What is required:
Only the lines that include "bounding" should be copied from the data below.

___ Data for analysis ___

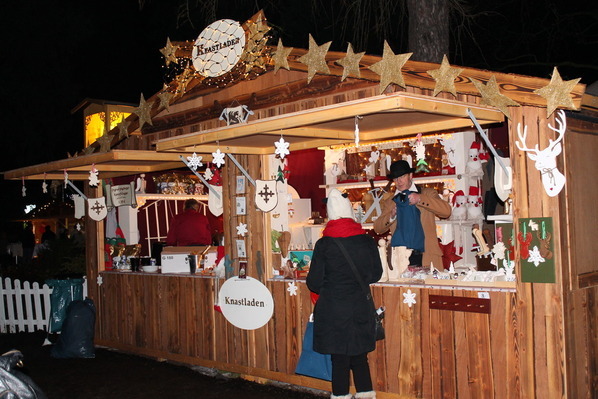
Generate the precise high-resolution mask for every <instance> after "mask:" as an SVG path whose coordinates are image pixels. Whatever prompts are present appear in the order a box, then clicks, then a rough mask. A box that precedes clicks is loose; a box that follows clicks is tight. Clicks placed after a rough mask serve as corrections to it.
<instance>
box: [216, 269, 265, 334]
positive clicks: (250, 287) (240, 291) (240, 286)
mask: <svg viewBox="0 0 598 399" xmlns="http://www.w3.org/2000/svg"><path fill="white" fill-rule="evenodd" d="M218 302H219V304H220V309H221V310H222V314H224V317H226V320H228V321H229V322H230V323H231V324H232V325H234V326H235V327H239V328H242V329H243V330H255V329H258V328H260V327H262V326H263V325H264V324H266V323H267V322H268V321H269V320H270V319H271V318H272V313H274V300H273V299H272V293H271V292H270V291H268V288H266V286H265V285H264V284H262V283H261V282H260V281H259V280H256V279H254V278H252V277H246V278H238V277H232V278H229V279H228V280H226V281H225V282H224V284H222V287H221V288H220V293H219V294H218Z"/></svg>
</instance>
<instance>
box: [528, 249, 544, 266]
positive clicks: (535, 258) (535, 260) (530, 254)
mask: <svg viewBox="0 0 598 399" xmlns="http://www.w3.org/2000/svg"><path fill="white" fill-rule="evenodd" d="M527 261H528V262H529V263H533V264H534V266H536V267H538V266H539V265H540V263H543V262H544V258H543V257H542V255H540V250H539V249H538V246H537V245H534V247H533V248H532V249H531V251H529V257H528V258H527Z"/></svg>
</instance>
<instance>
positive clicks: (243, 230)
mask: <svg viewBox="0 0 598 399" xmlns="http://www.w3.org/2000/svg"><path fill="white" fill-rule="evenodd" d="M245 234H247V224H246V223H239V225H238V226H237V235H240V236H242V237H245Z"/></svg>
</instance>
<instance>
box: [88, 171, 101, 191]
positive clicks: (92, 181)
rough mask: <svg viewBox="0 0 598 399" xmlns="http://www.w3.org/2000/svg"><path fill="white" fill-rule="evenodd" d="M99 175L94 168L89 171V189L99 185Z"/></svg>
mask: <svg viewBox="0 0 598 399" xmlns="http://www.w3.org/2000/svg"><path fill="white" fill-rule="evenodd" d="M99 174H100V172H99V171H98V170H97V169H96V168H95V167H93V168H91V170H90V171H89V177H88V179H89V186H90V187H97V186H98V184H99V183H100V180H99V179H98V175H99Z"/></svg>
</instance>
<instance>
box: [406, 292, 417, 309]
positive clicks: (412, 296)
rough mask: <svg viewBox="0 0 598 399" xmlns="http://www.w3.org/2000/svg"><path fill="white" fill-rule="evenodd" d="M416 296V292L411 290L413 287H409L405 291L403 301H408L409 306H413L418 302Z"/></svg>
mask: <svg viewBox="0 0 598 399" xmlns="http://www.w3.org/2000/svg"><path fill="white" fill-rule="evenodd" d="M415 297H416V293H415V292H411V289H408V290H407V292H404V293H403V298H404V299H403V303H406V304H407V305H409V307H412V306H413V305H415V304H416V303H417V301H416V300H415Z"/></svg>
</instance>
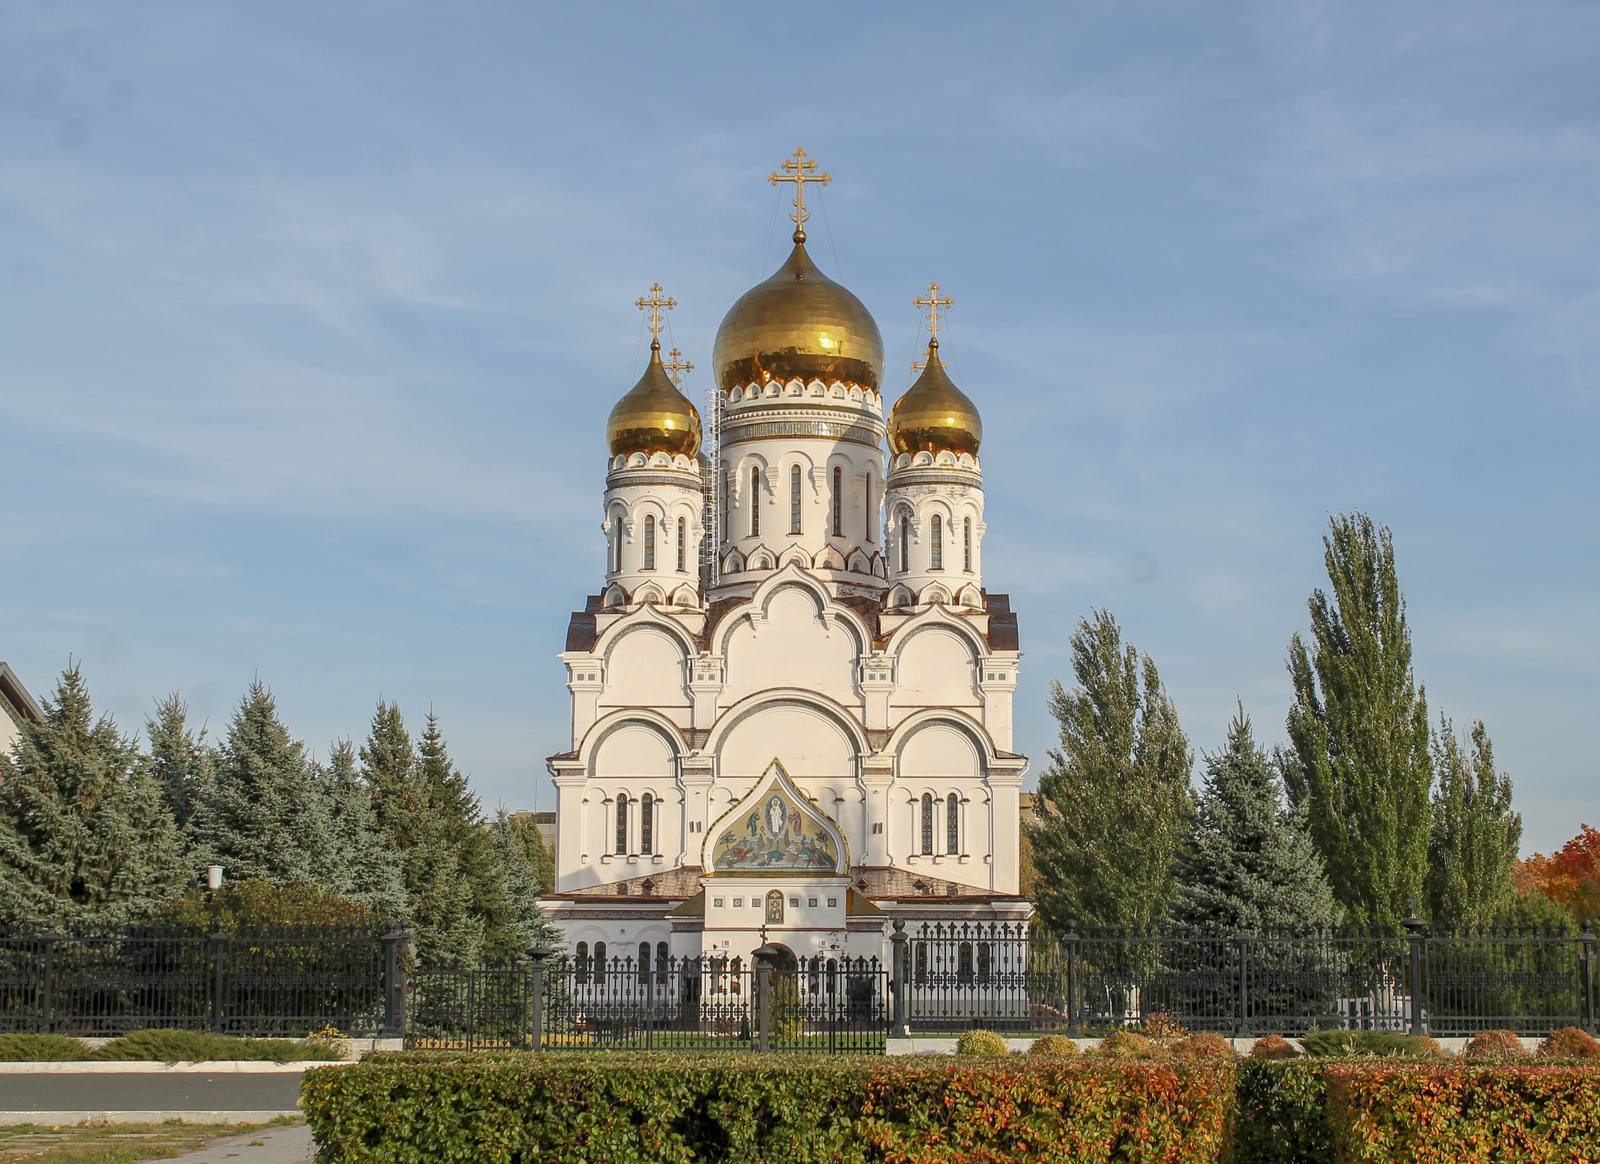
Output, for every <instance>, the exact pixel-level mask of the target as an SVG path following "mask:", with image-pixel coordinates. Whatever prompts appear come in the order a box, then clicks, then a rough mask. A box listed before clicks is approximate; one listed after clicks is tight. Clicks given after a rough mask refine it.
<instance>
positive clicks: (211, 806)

___
___ Data for analysis ___

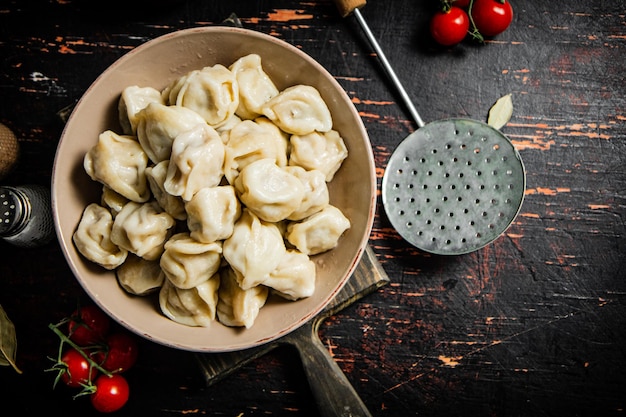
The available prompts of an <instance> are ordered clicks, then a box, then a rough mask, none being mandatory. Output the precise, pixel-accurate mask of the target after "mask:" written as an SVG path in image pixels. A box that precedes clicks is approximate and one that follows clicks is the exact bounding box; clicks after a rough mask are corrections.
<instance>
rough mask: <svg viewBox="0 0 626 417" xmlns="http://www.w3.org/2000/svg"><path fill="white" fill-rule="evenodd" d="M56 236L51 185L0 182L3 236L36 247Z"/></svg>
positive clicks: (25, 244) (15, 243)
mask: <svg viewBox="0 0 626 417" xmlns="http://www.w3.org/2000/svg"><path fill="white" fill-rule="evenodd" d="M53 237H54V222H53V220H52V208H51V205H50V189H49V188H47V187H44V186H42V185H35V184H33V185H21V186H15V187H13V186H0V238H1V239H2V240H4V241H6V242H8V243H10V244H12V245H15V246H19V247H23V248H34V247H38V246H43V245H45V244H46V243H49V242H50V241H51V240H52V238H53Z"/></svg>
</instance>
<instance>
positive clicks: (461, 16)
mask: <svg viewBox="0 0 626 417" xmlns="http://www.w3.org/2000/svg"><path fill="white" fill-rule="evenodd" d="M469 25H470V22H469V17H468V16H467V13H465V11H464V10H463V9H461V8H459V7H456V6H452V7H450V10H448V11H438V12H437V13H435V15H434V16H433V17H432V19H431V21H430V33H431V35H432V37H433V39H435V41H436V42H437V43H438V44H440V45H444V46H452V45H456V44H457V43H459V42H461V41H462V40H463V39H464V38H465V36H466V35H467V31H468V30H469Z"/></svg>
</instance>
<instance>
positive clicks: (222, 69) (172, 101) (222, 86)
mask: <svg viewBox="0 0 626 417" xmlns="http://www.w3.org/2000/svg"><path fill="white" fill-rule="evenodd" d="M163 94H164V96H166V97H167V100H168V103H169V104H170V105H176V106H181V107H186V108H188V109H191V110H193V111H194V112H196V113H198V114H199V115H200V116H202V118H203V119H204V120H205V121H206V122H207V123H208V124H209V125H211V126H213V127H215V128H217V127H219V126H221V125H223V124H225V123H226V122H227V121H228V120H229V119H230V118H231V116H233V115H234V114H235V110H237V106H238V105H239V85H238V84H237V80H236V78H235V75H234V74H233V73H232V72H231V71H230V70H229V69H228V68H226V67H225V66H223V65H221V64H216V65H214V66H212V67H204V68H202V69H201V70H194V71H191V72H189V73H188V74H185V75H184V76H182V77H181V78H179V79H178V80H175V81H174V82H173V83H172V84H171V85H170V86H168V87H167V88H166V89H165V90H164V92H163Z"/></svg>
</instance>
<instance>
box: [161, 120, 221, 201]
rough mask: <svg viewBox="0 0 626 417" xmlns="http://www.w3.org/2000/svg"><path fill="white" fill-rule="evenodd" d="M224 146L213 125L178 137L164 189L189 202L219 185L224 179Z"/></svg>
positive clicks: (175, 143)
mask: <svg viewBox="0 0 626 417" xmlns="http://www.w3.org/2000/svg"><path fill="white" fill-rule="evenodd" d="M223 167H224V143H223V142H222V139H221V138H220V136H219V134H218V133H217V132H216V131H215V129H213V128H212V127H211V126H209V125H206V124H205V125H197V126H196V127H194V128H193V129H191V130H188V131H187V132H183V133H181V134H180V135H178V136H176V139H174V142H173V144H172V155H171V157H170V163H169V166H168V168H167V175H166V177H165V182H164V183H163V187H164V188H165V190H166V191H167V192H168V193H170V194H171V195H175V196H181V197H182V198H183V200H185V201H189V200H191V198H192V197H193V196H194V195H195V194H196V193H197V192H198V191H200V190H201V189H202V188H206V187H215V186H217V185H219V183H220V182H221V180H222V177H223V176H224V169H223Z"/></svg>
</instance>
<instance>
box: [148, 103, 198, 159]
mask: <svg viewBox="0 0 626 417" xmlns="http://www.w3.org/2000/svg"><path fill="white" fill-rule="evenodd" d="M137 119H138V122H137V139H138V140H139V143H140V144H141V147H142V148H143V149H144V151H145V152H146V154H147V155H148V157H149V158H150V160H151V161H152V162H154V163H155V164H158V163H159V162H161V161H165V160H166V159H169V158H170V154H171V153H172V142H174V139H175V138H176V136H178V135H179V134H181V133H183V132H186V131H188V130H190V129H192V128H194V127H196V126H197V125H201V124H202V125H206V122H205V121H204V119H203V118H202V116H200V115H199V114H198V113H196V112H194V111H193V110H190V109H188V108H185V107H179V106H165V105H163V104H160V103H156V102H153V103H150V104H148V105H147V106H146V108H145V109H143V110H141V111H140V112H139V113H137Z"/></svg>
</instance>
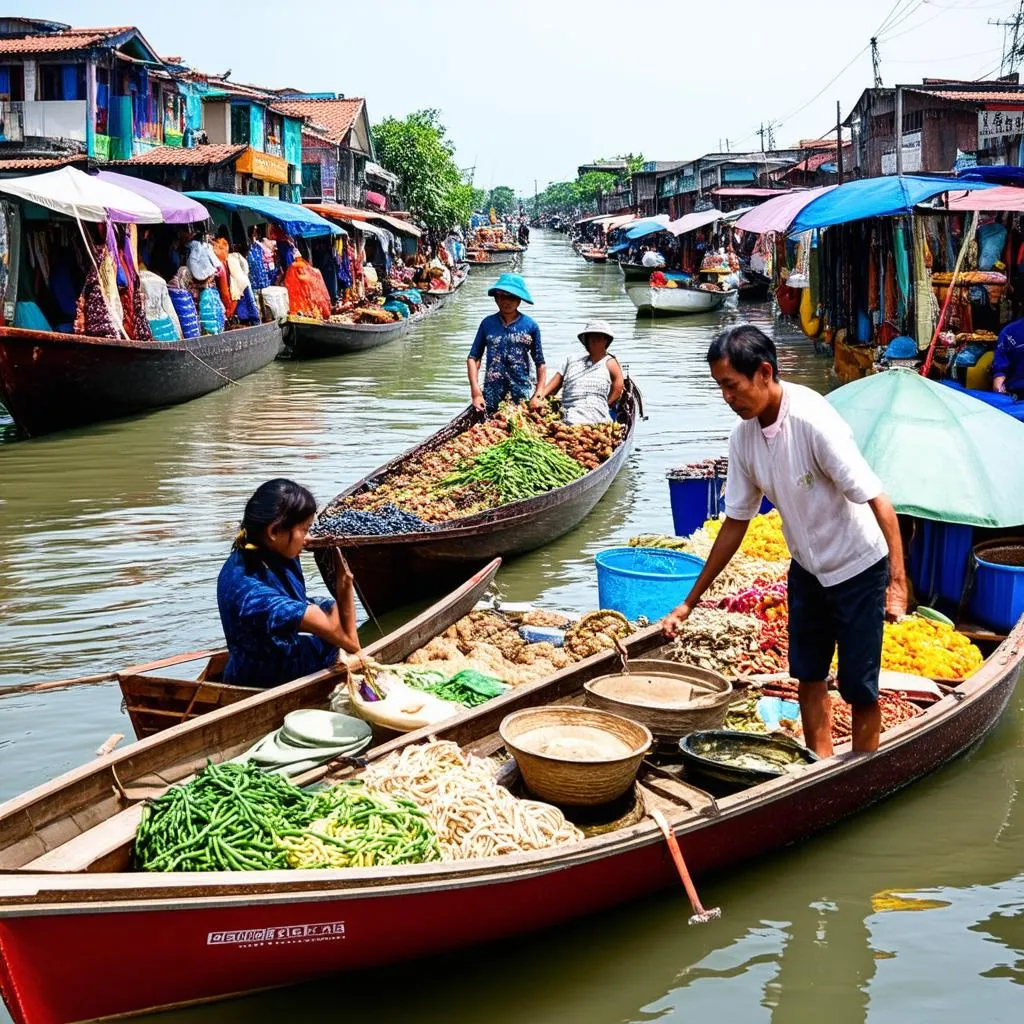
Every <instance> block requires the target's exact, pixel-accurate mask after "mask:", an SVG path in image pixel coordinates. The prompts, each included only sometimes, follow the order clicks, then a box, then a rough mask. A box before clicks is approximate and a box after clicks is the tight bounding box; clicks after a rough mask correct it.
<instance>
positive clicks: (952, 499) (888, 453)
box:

___

Result for this task:
The available prompts of an <instance> are ordered clicks, then a box, then a rough mask, none being mandatory. Output the precise, pixel-accurate mask of the target after "mask:" written as an SVG path in image pixels. A box that precedes clicks is approximate and one that follows clicks is the exact bounding box; clicks after a rough mask are corrections.
Every <instance> block requires the target's exact, pixel-accurate mask after "mask:", an SVG path in image pixel coordinates. The prompts, each included only sometimes, follow the order clicks, then a box, then a rough mask. A box before clicks is approximate and a box after clicks is the tight bounding box; clicks after a rough mask correct it.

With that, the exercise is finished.